## What you are asked to do
Express the lines below as a JSON list of strings, with one string for each line and no entries for blank lines.

>> START

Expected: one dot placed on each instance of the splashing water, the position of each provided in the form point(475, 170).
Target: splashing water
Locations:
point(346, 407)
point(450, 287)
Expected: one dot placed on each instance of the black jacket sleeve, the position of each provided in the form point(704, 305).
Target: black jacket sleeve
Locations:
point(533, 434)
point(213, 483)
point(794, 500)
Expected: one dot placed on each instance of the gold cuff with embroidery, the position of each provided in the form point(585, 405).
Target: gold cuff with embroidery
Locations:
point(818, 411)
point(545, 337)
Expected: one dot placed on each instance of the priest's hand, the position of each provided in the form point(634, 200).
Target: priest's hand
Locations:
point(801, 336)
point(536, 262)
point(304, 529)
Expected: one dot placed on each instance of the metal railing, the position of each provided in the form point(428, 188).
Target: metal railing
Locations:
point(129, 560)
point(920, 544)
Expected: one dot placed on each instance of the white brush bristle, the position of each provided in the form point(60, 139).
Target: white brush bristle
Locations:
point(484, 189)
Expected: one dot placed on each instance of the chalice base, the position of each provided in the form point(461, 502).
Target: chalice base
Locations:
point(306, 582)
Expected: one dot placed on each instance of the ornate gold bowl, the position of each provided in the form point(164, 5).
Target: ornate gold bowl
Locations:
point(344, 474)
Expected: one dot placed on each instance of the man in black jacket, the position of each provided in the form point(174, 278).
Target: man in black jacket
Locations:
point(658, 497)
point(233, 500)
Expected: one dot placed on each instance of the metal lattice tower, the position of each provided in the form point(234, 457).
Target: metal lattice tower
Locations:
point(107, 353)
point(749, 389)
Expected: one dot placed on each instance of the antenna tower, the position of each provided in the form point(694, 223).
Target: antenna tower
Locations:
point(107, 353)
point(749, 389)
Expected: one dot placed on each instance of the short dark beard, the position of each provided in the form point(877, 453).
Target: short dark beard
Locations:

>> END

## Answer to this problem
[
  "Expected: one dot placed on each instance of the splashing water, the position of each provided in the form point(475, 170).",
  "Target: splashing water",
  "Locations:",
  "point(346, 407)",
  "point(450, 287)",
  "Expected: one dot placed on each instance of the black jacket sleeve, the position of each provided in the form point(704, 305).",
  "Target: black jacket sleeve",
  "Locations:",
  "point(533, 434)",
  "point(213, 483)",
  "point(794, 500)",
  "Expected: one dot placed on each instance of the gold cuff with embroidery, the position of each provided in the form point(585, 405).",
  "Target: gold cuff with embroidery",
  "Locations:",
  "point(818, 411)",
  "point(545, 337)",
  "Expected: one dot placed on each instance of the priest's hand, the position of each provided in the form point(634, 200).",
  "Target: priest's hand",
  "Locations:",
  "point(801, 336)",
  "point(536, 262)",
  "point(304, 529)",
  "Expected: one dot placed on each instance of the metal railing, the position of each provided in the form point(428, 188).",
  "Target: metal railing",
  "Locations:",
  "point(129, 560)",
  "point(920, 544)",
  "Expected: one dot placed on each instance of the white brush bristle, the position of each provided in the form point(60, 139).",
  "Target: white brush bristle",
  "Locations:",
  "point(484, 189)",
  "Expected: one dot placed on each instance of the chalice base, the position of each provided in the form point(461, 502).",
  "Target: chalice base",
  "Locations:",
  "point(306, 582)",
  "Expected: one dot placed on each instance of the ornate gold bowl, the position of each provided in the form point(164, 5).",
  "Target: ornate gold bowl",
  "Locations:",
  "point(344, 474)",
  "Expected: one dot placed on each instance of the man in black jacket, the position of each provided in the form point(174, 278).",
  "Target: man in black jacket",
  "Locations:",
  "point(658, 497)",
  "point(233, 500)",
  "Expected: one dot placed on each instance of the metal lattice tower, the position of each provided in the form point(234, 457).",
  "Target: metal lattice tower",
  "Locations:",
  "point(107, 353)",
  "point(749, 389)",
  "Expected: one dot placed on each instance of the antenna tower, the position of each provided in the form point(694, 223).",
  "Target: antenna tower",
  "Locations:",
  "point(107, 353)",
  "point(749, 389)",
  "Expected: one dot placed on each instance of the short dark beard, the position of each provided in the form point(877, 453).",
  "Target: short dark beard",
  "Locations:"
]